| BRIEF |
The expected output is each line in the data below that includes the string "board".

Records drawn from a dataset

┄┄┄┄┄┄┄┄┄┄

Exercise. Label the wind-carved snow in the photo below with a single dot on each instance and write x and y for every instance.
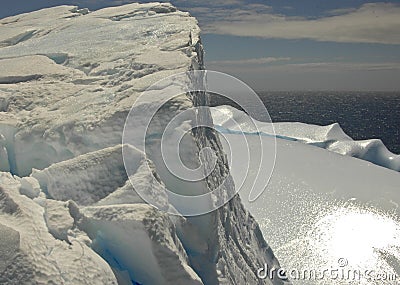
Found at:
(322, 210)
(330, 137)
(68, 80)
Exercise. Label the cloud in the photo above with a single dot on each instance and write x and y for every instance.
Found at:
(256, 61)
(314, 67)
(370, 23)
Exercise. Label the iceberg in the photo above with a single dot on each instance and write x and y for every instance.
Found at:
(321, 211)
(69, 212)
(330, 137)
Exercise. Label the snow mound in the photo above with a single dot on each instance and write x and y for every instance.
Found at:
(330, 137)
(31, 254)
(320, 208)
(63, 93)
(62, 111)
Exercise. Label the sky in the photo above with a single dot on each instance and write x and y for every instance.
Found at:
(287, 44)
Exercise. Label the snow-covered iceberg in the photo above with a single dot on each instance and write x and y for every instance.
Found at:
(321, 210)
(330, 137)
(68, 213)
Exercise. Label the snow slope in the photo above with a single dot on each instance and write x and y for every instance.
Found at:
(321, 210)
(68, 78)
(330, 137)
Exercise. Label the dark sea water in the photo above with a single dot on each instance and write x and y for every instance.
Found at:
(362, 115)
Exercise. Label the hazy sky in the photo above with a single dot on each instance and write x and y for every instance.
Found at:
(288, 44)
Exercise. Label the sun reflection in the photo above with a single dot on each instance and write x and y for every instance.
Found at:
(356, 234)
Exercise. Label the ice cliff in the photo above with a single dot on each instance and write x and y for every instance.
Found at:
(68, 213)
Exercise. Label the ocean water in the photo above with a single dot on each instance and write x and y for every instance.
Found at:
(362, 115)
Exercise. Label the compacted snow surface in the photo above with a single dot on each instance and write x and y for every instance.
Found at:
(321, 210)
(69, 212)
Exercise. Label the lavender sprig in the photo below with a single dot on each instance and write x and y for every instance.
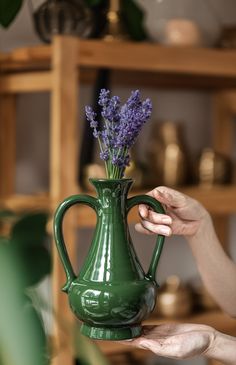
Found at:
(121, 127)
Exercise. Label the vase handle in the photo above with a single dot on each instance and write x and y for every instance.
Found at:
(157, 207)
(58, 232)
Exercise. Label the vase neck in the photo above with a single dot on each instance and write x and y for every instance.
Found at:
(112, 192)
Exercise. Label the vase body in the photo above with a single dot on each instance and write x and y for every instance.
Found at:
(112, 294)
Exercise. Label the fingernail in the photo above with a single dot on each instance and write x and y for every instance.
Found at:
(165, 231)
(143, 212)
(167, 220)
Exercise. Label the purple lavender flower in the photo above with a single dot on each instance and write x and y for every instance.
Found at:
(103, 97)
(104, 155)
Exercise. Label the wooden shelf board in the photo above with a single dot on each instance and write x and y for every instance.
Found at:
(21, 203)
(131, 56)
(215, 319)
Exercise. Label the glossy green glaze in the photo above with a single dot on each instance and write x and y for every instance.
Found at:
(112, 294)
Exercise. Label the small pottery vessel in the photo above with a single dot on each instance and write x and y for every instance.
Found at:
(112, 294)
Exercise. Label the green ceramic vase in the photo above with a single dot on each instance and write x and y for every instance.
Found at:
(112, 294)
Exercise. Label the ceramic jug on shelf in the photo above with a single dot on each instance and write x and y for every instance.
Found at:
(112, 294)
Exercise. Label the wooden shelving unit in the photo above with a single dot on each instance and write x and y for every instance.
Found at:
(60, 69)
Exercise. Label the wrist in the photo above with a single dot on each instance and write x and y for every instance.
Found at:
(221, 347)
(204, 229)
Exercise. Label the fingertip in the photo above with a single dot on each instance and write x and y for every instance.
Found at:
(143, 211)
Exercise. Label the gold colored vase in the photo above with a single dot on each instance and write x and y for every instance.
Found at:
(115, 28)
(213, 169)
(175, 299)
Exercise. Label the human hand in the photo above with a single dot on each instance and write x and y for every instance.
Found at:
(176, 341)
(184, 215)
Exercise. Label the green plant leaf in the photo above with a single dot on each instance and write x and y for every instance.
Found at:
(22, 340)
(133, 18)
(91, 3)
(30, 229)
(8, 11)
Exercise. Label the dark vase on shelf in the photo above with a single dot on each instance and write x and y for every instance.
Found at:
(112, 294)
(69, 17)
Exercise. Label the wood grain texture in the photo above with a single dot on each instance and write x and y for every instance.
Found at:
(63, 169)
(7, 144)
(25, 82)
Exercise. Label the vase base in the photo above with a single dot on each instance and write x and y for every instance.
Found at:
(112, 334)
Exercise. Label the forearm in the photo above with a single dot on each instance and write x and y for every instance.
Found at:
(217, 270)
(223, 348)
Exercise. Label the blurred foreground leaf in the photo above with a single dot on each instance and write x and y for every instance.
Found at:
(22, 338)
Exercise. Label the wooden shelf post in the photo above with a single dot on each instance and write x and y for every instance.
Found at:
(63, 173)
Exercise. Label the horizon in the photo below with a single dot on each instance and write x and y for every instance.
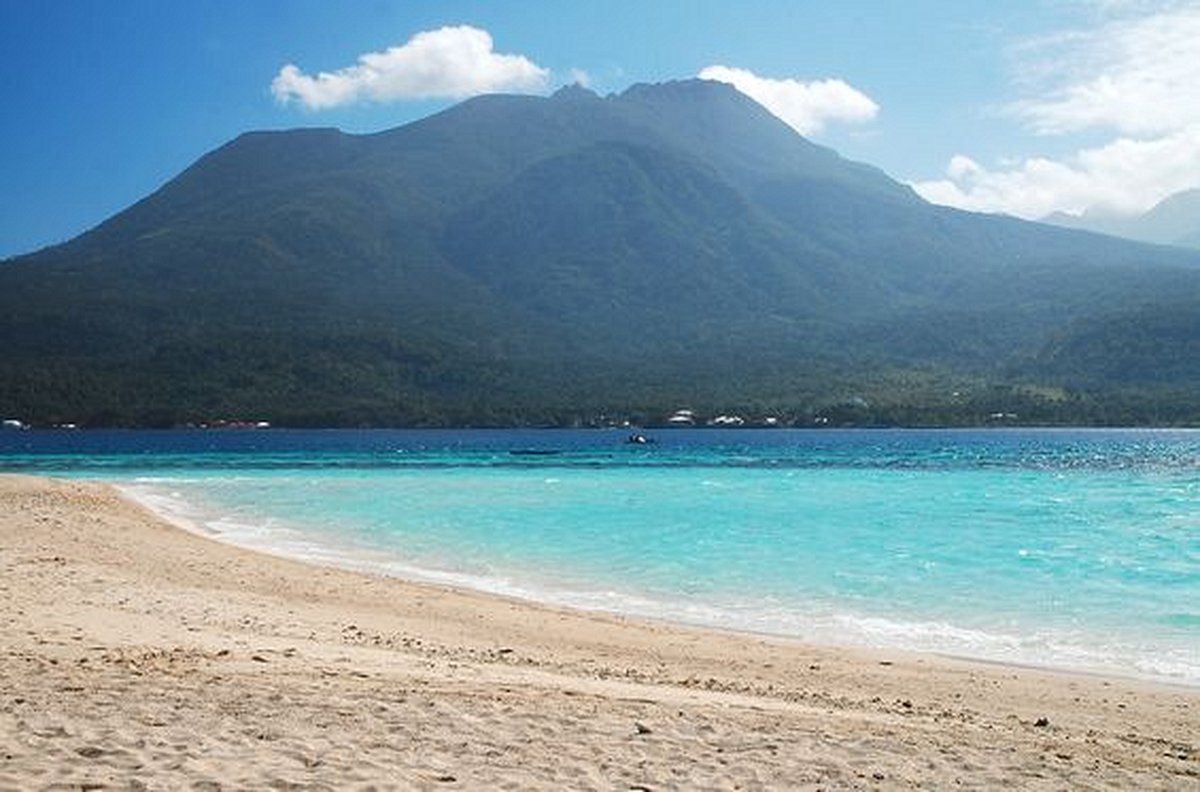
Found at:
(1055, 107)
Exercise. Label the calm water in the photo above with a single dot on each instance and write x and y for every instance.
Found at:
(1074, 549)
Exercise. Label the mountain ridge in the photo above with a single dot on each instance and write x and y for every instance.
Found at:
(550, 259)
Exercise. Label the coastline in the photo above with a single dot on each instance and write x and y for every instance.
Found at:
(135, 649)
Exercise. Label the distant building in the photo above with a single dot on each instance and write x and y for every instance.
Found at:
(683, 418)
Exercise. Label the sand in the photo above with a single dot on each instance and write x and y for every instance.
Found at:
(135, 654)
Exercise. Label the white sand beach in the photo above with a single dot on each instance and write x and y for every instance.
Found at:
(135, 654)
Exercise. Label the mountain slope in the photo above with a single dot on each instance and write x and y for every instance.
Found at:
(1173, 221)
(541, 259)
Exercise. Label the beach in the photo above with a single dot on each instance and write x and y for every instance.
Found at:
(137, 654)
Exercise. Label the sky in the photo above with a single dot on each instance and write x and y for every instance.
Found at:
(1023, 107)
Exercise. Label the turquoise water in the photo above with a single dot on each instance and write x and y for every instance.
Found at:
(1067, 549)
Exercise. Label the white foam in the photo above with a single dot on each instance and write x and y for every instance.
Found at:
(826, 623)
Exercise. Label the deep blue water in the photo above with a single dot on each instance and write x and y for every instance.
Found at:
(1061, 547)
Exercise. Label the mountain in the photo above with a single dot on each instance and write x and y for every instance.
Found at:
(525, 259)
(1173, 221)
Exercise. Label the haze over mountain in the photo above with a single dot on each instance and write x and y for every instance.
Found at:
(527, 259)
(1173, 221)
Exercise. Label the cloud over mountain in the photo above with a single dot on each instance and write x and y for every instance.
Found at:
(1137, 76)
(449, 63)
(805, 107)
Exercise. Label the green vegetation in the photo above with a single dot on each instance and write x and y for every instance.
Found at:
(576, 259)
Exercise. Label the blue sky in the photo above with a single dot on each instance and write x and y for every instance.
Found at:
(1024, 107)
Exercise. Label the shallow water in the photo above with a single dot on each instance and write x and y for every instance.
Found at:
(1071, 549)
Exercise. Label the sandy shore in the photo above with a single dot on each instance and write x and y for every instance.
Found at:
(138, 655)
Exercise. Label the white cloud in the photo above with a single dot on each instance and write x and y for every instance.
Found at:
(449, 63)
(805, 107)
(1138, 76)
(1123, 177)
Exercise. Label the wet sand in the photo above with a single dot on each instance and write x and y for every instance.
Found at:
(135, 654)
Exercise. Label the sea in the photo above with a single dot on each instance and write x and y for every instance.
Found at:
(1065, 549)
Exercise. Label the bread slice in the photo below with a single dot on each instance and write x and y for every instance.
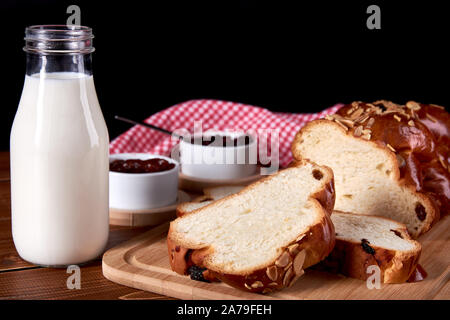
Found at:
(261, 238)
(383, 163)
(210, 195)
(363, 241)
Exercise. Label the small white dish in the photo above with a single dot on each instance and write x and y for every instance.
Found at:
(218, 162)
(142, 191)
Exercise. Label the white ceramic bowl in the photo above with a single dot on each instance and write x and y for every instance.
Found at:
(140, 191)
(217, 162)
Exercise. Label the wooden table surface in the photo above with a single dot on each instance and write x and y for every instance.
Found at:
(22, 280)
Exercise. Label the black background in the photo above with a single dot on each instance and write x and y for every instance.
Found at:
(285, 56)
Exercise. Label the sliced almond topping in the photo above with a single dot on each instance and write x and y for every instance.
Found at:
(293, 248)
(437, 106)
(429, 116)
(413, 105)
(341, 124)
(362, 119)
(288, 266)
(358, 131)
(401, 161)
(257, 284)
(347, 122)
(356, 114)
(294, 279)
(370, 122)
(298, 262)
(287, 277)
(391, 148)
(283, 260)
(272, 273)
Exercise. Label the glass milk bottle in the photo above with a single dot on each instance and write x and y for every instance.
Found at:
(59, 152)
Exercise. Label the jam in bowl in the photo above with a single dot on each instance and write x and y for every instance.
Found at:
(140, 166)
(140, 181)
(219, 156)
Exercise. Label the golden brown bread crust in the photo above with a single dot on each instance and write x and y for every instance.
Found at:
(417, 135)
(309, 248)
(352, 259)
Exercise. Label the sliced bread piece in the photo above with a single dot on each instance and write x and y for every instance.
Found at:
(261, 238)
(388, 160)
(210, 195)
(363, 241)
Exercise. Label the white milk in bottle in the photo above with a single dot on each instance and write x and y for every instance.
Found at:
(59, 152)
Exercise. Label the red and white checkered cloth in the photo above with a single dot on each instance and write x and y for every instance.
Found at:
(214, 115)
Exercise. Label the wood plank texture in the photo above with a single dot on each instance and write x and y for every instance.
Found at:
(143, 263)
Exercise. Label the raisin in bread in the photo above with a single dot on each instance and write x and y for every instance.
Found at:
(210, 195)
(261, 238)
(388, 160)
(363, 241)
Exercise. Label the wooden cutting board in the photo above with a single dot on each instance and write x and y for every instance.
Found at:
(143, 263)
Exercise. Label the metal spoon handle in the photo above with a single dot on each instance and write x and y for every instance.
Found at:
(148, 126)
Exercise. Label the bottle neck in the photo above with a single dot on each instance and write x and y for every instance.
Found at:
(58, 48)
(39, 63)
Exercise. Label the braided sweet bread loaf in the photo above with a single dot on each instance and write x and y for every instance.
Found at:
(388, 160)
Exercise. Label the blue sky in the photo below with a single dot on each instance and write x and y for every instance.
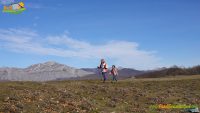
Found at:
(141, 34)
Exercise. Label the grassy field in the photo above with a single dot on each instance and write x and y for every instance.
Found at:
(126, 96)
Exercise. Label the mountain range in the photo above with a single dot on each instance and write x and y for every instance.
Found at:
(51, 70)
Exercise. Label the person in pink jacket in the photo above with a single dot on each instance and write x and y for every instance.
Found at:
(104, 69)
(114, 73)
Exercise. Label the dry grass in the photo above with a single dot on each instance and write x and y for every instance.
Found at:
(127, 96)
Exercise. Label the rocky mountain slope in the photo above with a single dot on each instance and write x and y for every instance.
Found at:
(41, 72)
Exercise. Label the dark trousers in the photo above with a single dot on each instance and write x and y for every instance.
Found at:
(104, 76)
(114, 78)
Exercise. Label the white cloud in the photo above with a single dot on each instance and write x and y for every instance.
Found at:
(121, 53)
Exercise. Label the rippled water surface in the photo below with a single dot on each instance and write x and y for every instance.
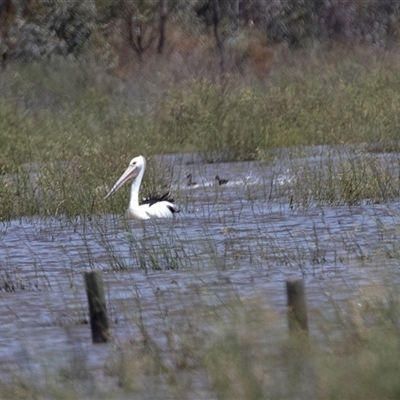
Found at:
(232, 241)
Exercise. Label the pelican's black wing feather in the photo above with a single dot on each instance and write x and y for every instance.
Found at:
(155, 199)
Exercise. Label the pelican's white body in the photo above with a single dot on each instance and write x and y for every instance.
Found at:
(153, 209)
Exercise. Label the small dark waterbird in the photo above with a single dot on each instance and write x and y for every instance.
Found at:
(190, 181)
(155, 207)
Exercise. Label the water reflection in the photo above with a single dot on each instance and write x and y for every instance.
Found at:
(234, 241)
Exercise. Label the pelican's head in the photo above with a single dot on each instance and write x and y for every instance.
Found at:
(136, 166)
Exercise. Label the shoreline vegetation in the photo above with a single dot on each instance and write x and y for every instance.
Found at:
(70, 120)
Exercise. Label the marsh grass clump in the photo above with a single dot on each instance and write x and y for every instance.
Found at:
(78, 114)
(344, 177)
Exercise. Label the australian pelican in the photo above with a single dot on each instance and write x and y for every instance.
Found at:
(190, 181)
(221, 181)
(158, 207)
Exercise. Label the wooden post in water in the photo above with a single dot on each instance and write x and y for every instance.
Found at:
(97, 307)
(297, 310)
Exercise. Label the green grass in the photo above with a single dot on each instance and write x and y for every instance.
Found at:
(77, 113)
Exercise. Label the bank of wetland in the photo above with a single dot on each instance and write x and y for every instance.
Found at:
(197, 304)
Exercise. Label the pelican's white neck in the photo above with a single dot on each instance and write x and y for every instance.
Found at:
(134, 200)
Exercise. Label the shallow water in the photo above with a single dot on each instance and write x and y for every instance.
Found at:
(231, 242)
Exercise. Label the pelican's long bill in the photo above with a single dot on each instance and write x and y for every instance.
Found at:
(131, 173)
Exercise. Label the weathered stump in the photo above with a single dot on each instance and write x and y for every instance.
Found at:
(97, 307)
(297, 309)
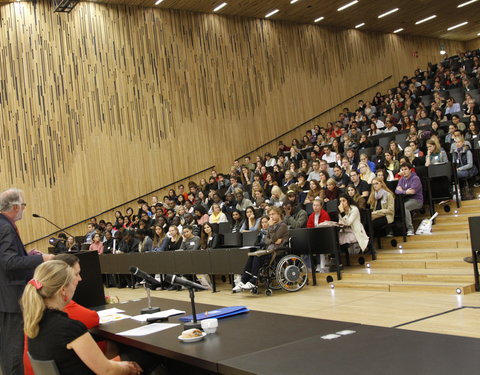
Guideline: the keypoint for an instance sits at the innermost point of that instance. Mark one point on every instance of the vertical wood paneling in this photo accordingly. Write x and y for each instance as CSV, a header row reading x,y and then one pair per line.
x,y
110,102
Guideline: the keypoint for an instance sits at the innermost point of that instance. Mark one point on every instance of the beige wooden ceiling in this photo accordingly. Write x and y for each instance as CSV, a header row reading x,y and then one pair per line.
x,y
305,11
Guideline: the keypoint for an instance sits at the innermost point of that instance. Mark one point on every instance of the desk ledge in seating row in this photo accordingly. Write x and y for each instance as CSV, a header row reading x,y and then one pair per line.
x,y
217,261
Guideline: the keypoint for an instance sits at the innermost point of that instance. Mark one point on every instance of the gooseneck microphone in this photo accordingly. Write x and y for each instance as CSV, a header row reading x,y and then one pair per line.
x,y
148,280
55,225
173,279
145,276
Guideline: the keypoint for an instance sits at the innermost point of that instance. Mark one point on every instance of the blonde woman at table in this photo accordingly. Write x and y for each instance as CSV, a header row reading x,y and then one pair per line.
x,y
52,335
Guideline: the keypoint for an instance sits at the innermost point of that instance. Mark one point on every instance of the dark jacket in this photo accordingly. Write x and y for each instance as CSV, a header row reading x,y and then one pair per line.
x,y
16,267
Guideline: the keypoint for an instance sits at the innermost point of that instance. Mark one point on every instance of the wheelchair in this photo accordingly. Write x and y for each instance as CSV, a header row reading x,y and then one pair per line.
x,y
284,271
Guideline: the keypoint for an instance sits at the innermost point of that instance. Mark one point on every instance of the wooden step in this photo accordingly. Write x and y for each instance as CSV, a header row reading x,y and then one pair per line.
x,y
447,263
406,286
447,288
452,278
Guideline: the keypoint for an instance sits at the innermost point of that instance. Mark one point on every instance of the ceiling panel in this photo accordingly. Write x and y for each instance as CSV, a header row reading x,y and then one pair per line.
x,y
305,11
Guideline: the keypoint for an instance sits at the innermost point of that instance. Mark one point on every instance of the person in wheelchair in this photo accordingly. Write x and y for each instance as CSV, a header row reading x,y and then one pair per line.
x,y
275,237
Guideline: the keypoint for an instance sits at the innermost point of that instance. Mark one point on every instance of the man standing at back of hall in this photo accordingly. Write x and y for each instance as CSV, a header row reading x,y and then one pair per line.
x,y
16,269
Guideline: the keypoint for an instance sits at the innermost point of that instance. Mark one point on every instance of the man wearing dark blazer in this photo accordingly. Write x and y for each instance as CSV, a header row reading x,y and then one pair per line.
x,y
16,269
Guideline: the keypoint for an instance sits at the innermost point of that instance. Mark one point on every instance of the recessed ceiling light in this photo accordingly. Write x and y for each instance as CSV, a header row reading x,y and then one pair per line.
x,y
272,13
425,19
466,3
222,5
347,5
456,26
387,13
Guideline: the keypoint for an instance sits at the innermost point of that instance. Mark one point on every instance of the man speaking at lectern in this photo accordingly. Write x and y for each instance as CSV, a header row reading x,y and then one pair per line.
x,y
16,269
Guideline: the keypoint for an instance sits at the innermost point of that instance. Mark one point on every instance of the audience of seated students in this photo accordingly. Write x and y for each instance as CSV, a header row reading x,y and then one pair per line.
x,y
382,204
340,151
276,236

┄┄┄┄┄┄┄┄┄┄

| RESULT |
Exercise. Label the wooden shelf board in the photo above with a single dot on each instance and write x and y for every instance.
Exercise. Label the wooden cutting board in the photo above with a single dot on each instance and write x and y for every instance.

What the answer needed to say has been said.